Reproduce all of the data exactly, with no line skipped.
%%
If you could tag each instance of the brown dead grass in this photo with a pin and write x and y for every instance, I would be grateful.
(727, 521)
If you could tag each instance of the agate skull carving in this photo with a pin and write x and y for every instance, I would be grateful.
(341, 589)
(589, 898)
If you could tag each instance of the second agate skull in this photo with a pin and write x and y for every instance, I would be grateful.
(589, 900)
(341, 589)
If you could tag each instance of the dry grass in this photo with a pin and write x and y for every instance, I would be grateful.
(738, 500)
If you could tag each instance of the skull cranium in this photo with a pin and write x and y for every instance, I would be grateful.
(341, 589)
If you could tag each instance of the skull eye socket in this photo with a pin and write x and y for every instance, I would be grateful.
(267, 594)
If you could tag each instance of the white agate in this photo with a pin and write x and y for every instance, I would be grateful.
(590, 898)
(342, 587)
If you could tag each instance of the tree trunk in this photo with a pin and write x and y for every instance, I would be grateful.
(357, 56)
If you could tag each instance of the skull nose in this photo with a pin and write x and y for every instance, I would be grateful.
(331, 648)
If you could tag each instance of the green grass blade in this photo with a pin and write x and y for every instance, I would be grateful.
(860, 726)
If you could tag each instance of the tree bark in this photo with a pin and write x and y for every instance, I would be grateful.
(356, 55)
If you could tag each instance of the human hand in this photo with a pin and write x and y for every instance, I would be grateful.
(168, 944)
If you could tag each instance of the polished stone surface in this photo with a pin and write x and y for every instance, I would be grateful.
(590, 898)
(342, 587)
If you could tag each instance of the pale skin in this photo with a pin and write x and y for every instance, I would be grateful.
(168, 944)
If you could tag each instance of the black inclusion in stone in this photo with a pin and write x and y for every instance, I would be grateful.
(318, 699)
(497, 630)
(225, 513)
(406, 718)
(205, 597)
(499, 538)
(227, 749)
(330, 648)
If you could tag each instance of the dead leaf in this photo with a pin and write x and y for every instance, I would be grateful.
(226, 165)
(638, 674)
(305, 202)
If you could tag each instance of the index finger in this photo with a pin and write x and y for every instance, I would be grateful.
%%
--- Response to the exercise ---
If you could tag each instance of the brown dead grass in this photo with a pin and write x and y for every instance, I would be grateful.
(727, 521)
If you could tag each instance of the agate skull carving in this photo with a pin and write x and y for every instance, I would be grateful.
(341, 589)
(589, 898)
If you could tag each instance of the second agate skull in this photo with a pin and write x and y for every instance, I would be grateful.
(589, 900)
(341, 589)
If you could tag each instance of the dry grass in this photo with a pin and write x and y for every instance, I would be grateful.
(738, 500)
If you could tag each instance of the skull cranium in this photo with a pin and write x and y for every instance, I would be grateful.
(341, 589)
If you could tag each instance of the skull eye socket in this photo with a pin and write x and y for every instance, I would be grateful.
(267, 594)
If you could tag each instance of the white agate in this photo with a pin and write x and y for every instance, I would be grateful.
(590, 898)
(342, 587)
If you could tag each instance of the tree trunk in this photo with a pin and write x and y for every instance, I would be grateful.
(357, 56)
If you could tag each instance of the skull nose in this photo with a pin and write x and y for every instance, I would be grateful.
(331, 648)
If you could tag each instance of the green grass blade in this photo with a pin and write x and y for every instance, I would be grateful.
(860, 726)
If you could tag each instance of the tree bark in this photo with a pin and write x and y for every instance, I would be grateful.
(356, 55)
If you could tag each instance of the human hand in this photo with a pin and write x and y for every instance, I would be grateful.
(168, 944)
If you could tag each instance of the polished stone surface in this photo with a pin and write x and y for every instance, I would be grateful.
(590, 898)
(342, 587)
If you could tag each instance of the pale skin in this photo with a pin and write x and y for every instance, I would be grateful.
(168, 944)
If you could tag each instance of the black inclusion in stone in this photo with a pin and write x and y for every instance, I would be grateful.
(318, 699)
(497, 630)
(225, 513)
(406, 718)
(205, 597)
(499, 538)
(227, 749)
(330, 648)
If you could tag each instance of the dead leaf in this photo with a pin and write x and y for every instance, I would be grateful.
(226, 165)
(638, 674)
(305, 202)
If you could tag each instance of the index finger in this photo with a pin and write x and y for every instance, I would be grateful.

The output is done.